(Stored data entries)
■ ■ ■

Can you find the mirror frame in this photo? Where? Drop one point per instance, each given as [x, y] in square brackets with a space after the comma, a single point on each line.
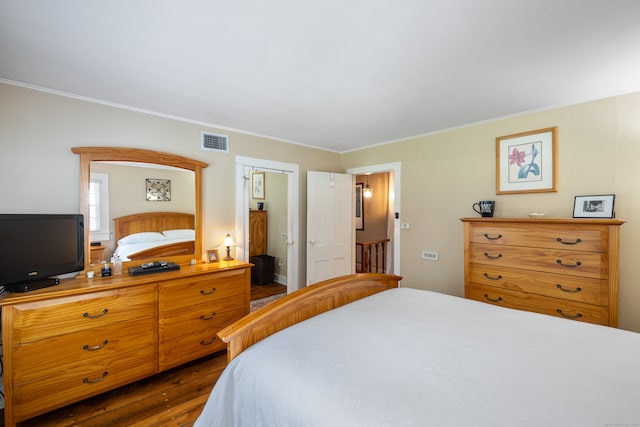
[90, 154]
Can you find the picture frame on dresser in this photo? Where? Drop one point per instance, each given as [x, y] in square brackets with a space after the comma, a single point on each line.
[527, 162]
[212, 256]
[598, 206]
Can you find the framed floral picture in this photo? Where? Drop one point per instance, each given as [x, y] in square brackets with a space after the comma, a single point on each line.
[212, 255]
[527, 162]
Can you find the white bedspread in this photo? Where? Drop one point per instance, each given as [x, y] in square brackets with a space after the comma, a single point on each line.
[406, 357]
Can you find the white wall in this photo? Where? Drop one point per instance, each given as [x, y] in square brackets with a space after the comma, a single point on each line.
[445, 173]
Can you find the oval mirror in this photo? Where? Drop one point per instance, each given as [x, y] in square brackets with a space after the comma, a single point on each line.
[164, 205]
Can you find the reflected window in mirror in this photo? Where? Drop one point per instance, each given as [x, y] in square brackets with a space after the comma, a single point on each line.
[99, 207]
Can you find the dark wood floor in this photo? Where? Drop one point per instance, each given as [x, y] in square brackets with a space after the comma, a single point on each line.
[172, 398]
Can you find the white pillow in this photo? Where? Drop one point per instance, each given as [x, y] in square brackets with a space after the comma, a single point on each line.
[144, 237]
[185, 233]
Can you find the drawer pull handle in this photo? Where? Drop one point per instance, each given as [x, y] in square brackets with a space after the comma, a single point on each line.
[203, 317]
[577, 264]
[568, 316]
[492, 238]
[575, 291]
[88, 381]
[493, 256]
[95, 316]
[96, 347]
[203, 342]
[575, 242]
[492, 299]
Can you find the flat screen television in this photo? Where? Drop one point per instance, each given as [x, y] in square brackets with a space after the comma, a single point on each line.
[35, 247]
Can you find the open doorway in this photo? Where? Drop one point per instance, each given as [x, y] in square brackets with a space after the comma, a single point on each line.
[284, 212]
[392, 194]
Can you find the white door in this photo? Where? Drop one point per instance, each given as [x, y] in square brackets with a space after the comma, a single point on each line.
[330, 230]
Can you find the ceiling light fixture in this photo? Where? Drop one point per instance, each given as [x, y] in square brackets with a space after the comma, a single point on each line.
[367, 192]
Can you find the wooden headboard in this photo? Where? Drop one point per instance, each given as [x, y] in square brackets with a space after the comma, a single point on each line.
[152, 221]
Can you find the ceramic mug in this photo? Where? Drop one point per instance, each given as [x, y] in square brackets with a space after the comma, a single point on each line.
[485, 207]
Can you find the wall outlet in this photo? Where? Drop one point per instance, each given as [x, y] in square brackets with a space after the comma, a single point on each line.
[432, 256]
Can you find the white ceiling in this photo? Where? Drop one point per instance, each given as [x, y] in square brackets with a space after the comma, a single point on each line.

■ ■ ■

Give back all of the entries above exactly, with the pictures excluded.

### Exercise response:
Can you find the mirror frame in this photo? Where? Drop one point per instance, each given as [x, y] in square brackets with a space after the comma, a single point on each line.
[90, 154]
Can you find the picture frame on dresser in this photo? Where? Drop one point per instance, each given as [x, y] in square brackets with a space after the comma, a single point on each line.
[527, 162]
[212, 256]
[598, 206]
Can you find the framed floral picture in this photo? Where? Drop one point per instance, each given as [x, y] in square brackets with a space after the comma, a single point on each line.
[212, 255]
[527, 162]
Can you find the white bedspread in this photo? Where? Drop one point per instance, each given as [x, y] in square brackets with a space after the comma, a single point on each line.
[406, 357]
Can you find the white wall in this photo? Where? Drop one point per instance, each given as [x, y] in square brackets with a space after the comma, a single point on each line.
[445, 173]
Can you find the oval mirror in this photo? Where? Drop one point per instance, each given as [x, y] in square brackets with a space after the comma, a single point on each line.
[164, 205]
Can you find the reflected window in mirror in this photo? Where? Drop one point per instance, each given as [x, y] in square brackets with a space after the comma, a single point on each line.
[99, 207]
Can you find the dark wood floor in this photo? Where? Drop one point per instance, each given as [x, y] in square brackets with a space after the comma, a single point on each line.
[172, 398]
Can you find the white pillow in this photo? Where? Drop one point per instance, each given as [x, y] in square brackets with a space after the comma, a single point on each line.
[144, 237]
[185, 233]
Can you find the drawer pull handle in this photo? Where? Drop one point per instance, each given as [x, y] in square brackets with a space after the comma, a single point on each line.
[203, 317]
[577, 264]
[568, 316]
[492, 238]
[575, 291]
[88, 381]
[493, 256]
[95, 316]
[96, 347]
[203, 342]
[575, 242]
[492, 299]
Can you find the flat screen television in this photo? Where? Drop one point per instance, each given as [x, y] in square brackets with a space after the comma, a single point on each line.
[35, 247]
Can you find the open doorway in this photo? Where? Drop one point per instance, each given as [x, y] in square brackets with a space after the comma, a single point on each line.
[284, 212]
[392, 194]
Can you find the white door in this photo? Where? Drop one point per instance, each given as [x, y] in square brackets with a space after the comma, a single point on each line.
[330, 230]
Can you find the ceiling light fixture in this photo? Where? Drop one point per instance, each given as [x, y] in square brackets with a space after the comma, a single point on each line.
[367, 192]
Can you find the wooden headboard in this photo? Where? Drop one point per instance, each given as [x, y] in square brackets with a space after the comma, a single point on each line.
[152, 221]
Can you find the ceramic mug in this photo? Where? Drop one point per instance, each given as [x, y] in square brackets with a space after the comma, a single point on each line.
[485, 207]
Can you find the wall outlet in this photo? Where? Drop one point per instance, each given as [x, y] in square brackets with a space after the comma, a single point on each line.
[432, 256]
Can you find the white ceiling in this photo? Where? Drop one point per instance, each given as [x, y] in square brackets with a space after the comma, a single point on each line.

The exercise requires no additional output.